_What is expected_
Your answer must be an exact copy of the records below, minus any images.

--- START ---

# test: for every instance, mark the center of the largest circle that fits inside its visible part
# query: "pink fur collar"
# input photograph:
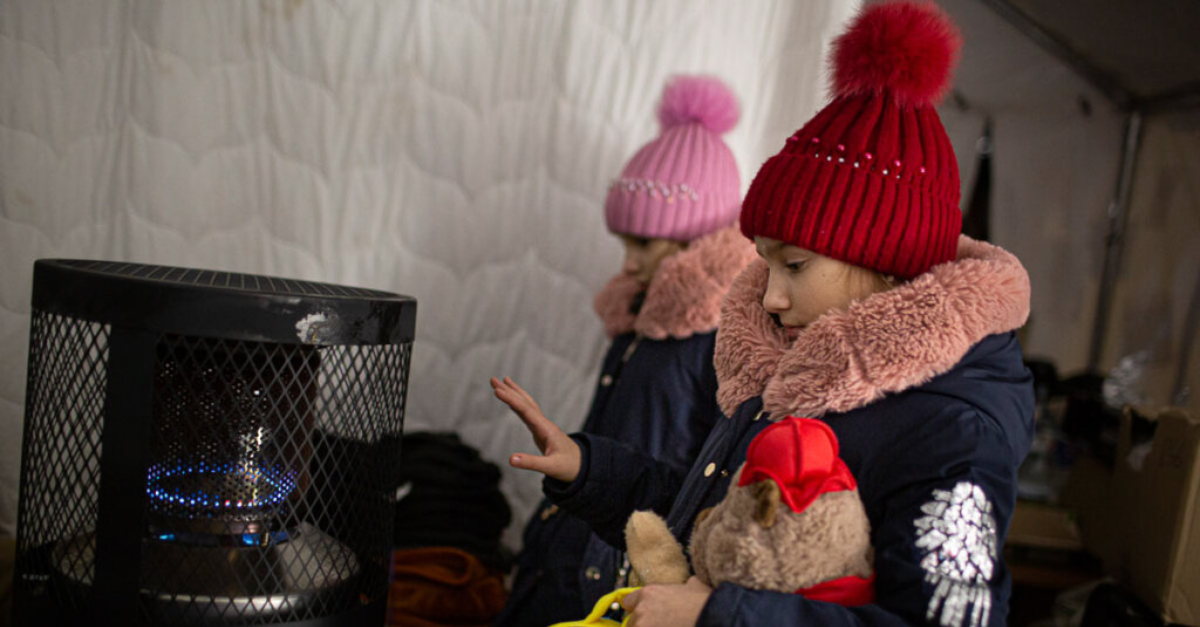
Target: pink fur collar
(887, 342)
(685, 294)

--- END ---

_Response to the task_
# test: for every instance, mark the center of the largest circle that fits inside its visible part
# query: "pink fur collar"
# input photograph:
Target: pink fur collar
(887, 342)
(685, 294)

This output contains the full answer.